WHAT THE EXERCISE ASKS:
Can you return every line of the material below verbatim, from the first line to the last?
##### GIVEN DATA #####
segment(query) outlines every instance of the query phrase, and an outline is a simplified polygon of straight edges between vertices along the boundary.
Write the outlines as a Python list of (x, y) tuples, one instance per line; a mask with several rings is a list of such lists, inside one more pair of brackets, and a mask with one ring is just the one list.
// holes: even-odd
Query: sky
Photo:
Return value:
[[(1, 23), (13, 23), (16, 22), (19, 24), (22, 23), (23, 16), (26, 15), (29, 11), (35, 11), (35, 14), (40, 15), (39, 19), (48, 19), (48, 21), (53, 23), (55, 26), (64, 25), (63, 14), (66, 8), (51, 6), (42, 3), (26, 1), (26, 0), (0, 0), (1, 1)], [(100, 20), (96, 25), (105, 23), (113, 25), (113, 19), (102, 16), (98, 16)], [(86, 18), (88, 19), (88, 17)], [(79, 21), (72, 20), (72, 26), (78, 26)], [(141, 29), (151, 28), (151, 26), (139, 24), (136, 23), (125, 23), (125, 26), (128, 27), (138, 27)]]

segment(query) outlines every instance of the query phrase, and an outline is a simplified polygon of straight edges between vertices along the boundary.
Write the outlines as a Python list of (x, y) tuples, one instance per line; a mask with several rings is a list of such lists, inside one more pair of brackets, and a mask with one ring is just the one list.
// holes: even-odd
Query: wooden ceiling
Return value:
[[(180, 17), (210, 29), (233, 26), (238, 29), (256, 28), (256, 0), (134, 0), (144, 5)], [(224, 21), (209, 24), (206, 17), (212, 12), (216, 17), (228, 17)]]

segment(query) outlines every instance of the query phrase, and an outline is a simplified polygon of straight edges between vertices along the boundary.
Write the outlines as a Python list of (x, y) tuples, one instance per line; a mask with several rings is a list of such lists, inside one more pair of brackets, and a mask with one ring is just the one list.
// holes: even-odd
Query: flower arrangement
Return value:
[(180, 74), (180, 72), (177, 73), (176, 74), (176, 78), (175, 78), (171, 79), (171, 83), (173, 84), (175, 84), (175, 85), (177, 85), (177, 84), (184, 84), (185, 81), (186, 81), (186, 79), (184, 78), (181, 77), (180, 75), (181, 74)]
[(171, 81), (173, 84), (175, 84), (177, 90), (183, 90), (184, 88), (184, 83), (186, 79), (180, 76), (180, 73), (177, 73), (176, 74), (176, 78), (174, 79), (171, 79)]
#####
ANSWER TO THIS EXERCISE:
segment(query) outlines every instance of the query phrase, and an outline is a simplified polygon of straight edges between vertices along the boundary.
Write the outlines as a Python list of (x, y) tuples, one instance per line; a mask with several rings is a list of such lists, inside one more pair of brackets, and a mask with one ring is just the one list.
// holes: even-odd
Query: sky
Photo:
Return value:
[[(1, 23), (13, 23), (16, 22), (19, 24), (22, 23), (23, 16), (26, 15), (29, 11), (35, 11), (35, 14), (40, 15), (39, 19), (48, 19), (48, 21), (53, 23), (55, 26), (64, 25), (63, 14), (66, 8), (51, 6), (42, 3), (26, 1), (26, 0), (0, 0), (1, 1)], [(100, 20), (96, 25), (105, 23), (113, 25), (113, 19), (102, 16), (98, 16)], [(86, 18), (88, 19), (88, 17)], [(79, 21), (72, 20), (72, 26), (78, 26)], [(141, 29), (151, 28), (151, 26), (139, 24), (136, 23), (125, 23), (125, 26), (128, 27), (138, 27)]]

segment(query) outlines every instance of the query phrase, and an outline is a simplified polygon of straight edges between vertices along the boundary.
Write the outlines as a Python list of (x, y) tuples, one instance per line; a mask with several rings is a list of such lists, inside one more pair of brackets, and a mask with one ring is just the one list.
// holes: even-odd
Query: wooden ceiling
Return value:
[[(180, 17), (210, 29), (233, 26), (238, 29), (256, 28), (256, 0), (134, 0), (144, 5)], [(224, 21), (209, 24), (206, 17), (212, 12), (216, 17), (228, 17)]]

segment(query) outlines every instance of the query phrase, and an outline is a simplified polygon of straight edges between vertices along the boundary.
Write the outlines as a Python list of (x, y) tuples, one instance per line; a mask with several rings is a list of such lists, inside one more pair of brackets, and a mask with one ring is just the one list.
// holes: even-odd
Query: flower arrangement
Return value:
[(180, 74), (180, 72), (177, 73), (176, 74), (176, 78), (175, 78), (171, 79), (171, 83), (173, 84), (175, 84), (175, 85), (177, 85), (177, 84), (184, 84), (185, 81), (186, 81), (186, 79), (184, 78), (181, 77), (180, 75), (181, 74)]
[(171, 81), (173, 84), (175, 84), (177, 90), (183, 90), (184, 88), (184, 83), (186, 79), (180, 76), (180, 73), (177, 73), (176, 74), (176, 78), (174, 79), (171, 79)]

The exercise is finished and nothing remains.